# Your instructions:
Swap "sneaker" for "running shoe" throughout the rows below and reproduce them with nothing else altered.

# Information supplied:
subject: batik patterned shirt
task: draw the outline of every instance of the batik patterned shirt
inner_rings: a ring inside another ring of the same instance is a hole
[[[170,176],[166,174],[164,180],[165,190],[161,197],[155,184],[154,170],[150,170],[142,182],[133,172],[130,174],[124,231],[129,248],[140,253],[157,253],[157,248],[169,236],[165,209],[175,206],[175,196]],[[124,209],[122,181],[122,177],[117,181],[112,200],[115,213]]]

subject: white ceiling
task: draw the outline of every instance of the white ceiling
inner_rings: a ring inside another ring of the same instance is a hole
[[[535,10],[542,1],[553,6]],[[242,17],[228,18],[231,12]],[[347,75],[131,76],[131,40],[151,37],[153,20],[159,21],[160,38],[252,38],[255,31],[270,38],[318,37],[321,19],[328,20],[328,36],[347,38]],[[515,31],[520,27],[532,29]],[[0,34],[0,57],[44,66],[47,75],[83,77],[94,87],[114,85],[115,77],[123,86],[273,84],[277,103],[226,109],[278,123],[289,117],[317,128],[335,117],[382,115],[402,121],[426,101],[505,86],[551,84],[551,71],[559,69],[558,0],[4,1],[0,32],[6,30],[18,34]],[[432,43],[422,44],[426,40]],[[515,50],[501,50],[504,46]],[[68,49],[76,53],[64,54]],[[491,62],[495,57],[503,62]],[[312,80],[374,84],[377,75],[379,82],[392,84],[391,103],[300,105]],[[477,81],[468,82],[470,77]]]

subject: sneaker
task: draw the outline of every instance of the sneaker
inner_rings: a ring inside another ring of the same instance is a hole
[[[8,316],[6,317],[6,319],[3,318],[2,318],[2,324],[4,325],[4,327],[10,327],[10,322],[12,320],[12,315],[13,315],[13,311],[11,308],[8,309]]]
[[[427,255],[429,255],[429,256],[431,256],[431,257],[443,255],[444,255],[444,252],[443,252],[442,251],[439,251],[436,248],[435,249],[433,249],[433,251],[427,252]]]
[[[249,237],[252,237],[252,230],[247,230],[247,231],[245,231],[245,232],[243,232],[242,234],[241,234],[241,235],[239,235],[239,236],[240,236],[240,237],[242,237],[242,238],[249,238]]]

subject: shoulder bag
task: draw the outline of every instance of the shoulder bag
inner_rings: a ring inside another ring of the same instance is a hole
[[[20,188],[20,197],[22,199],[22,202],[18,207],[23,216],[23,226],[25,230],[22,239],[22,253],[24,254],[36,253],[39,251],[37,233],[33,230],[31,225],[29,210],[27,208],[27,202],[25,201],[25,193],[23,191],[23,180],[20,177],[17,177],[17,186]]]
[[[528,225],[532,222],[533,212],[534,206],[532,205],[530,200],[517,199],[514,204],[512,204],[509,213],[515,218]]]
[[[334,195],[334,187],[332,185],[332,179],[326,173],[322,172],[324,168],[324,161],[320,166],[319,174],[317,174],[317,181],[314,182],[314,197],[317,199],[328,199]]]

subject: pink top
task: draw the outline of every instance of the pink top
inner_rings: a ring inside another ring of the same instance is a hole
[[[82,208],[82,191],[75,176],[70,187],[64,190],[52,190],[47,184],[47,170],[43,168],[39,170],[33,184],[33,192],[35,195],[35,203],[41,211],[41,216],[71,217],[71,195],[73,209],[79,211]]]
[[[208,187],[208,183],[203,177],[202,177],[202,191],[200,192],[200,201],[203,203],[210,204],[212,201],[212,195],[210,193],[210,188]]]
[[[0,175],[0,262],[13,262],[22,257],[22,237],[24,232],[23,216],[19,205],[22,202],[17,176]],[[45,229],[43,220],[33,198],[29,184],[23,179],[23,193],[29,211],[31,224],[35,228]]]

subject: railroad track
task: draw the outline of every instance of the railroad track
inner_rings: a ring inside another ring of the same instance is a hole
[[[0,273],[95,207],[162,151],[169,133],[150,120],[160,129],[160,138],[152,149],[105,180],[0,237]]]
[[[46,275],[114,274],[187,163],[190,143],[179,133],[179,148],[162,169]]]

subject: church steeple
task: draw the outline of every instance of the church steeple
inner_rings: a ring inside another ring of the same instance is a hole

# The output:
subject: batik patterned shirt
task: draw the outline of every instance of the batik patterned shirt
inner_rings: a ring inside another ring of the same instance is a hole
[[[170,176],[166,174],[164,180],[165,190],[161,197],[155,184],[154,170],[150,170],[142,182],[133,172],[130,174],[124,231],[129,248],[140,253],[157,253],[157,248],[169,236],[165,209],[175,206],[175,196]],[[124,209],[122,181],[122,177],[117,181],[112,200],[115,213]]]

subject: white ceiling
task: draw the outline of every instance of the white ceiling
inner_rings: a ring inside another ring of the same instance is a hole
[[[535,10],[542,1],[553,6]],[[242,17],[228,18],[231,12]],[[347,75],[131,76],[131,40],[151,37],[153,20],[159,21],[160,38],[252,38],[255,31],[270,38],[318,37],[321,19],[328,20],[328,36],[347,38]],[[515,31],[520,27],[532,29]],[[0,34],[0,57],[44,66],[47,75],[83,77],[94,87],[114,85],[115,77],[123,86],[273,84],[277,103],[226,109],[278,123],[289,117],[317,128],[335,117],[382,115],[402,121],[426,101],[505,86],[551,84],[551,71],[559,69],[558,0],[4,1],[0,32],[6,30],[18,34]],[[432,43],[422,44],[426,40]],[[515,50],[501,50],[504,46]],[[68,49],[76,53],[64,54]],[[491,62],[495,57],[503,62]],[[312,80],[374,84],[377,75],[379,82],[392,84],[391,103],[300,105]],[[477,81],[468,82],[470,77]]]

subject: running shoe
task: draw the outline of every instance of the running shoe
inner_rings: a ring inside another ring of the same instance is a hole
[[[8,316],[6,317],[6,319],[3,318],[2,318],[2,324],[4,325],[4,327],[10,327],[10,322],[12,320],[12,315],[13,315],[13,311],[11,308],[8,309]]]
[[[427,255],[429,255],[429,256],[431,256],[431,257],[443,255],[444,255],[444,252],[443,252],[442,251],[439,251],[436,248],[435,249],[433,249],[433,251],[427,252]]]
[[[249,237],[252,237],[252,230],[247,230],[247,231],[245,231],[245,232],[243,232],[242,234],[241,234],[241,235],[239,235],[239,236],[240,236],[240,237],[242,237],[242,238],[249,238]]]

subject: shoulder bag
task: draw the outline of every instance of the shoulder bag
inner_rings: a ring inside another ring of the same instance is a hole
[[[20,188],[20,197],[22,199],[22,202],[18,207],[23,216],[23,226],[25,230],[22,239],[22,253],[24,254],[36,253],[39,251],[37,233],[33,230],[31,225],[29,210],[27,208],[27,202],[25,201],[25,193],[23,191],[23,180],[20,177],[17,177],[17,186]]]
[[[528,225],[532,222],[533,212],[534,206],[532,205],[530,200],[517,199],[514,204],[512,204],[509,213],[515,218]]]
[[[334,195],[334,187],[332,185],[332,179],[326,173],[322,172],[324,168],[324,161],[320,166],[319,174],[317,174],[317,181],[314,182],[314,197],[317,199],[328,199]]]

subject: pink top
task: draw the outline of every instance of the pink top
inner_rings: a ring inside another ring of the same instance is a hole
[[[82,208],[82,191],[75,176],[70,187],[64,190],[52,190],[47,184],[47,170],[43,168],[39,170],[33,184],[33,192],[35,195],[35,203],[41,211],[41,216],[71,217],[71,195],[73,209],[79,211]]]
[[[208,187],[208,183],[203,177],[202,177],[202,191],[200,192],[200,201],[203,203],[210,204],[212,201],[212,195],[210,193],[210,188]]]
[[[0,175],[0,262],[13,262],[22,257],[22,237],[24,232],[23,216],[19,205],[22,202],[17,176]],[[45,229],[43,220],[33,198],[29,184],[23,179],[23,193],[29,211],[31,224],[35,228]]]

subject: railroad track
task: draw the outline of every instance of the railroad track
inner_rings: a ring inside another ring of the same instance is a hole
[[[0,273],[95,207],[162,151],[169,133],[150,120],[160,129],[160,138],[152,149],[105,180],[0,237]]]
[[[46,275],[114,274],[187,163],[190,143],[179,133],[179,148],[162,169]]]

subject: church steeple
task: draw the outline of every instance of the church steeple
inner_rings: a ring inside another ring of the same instance is a hole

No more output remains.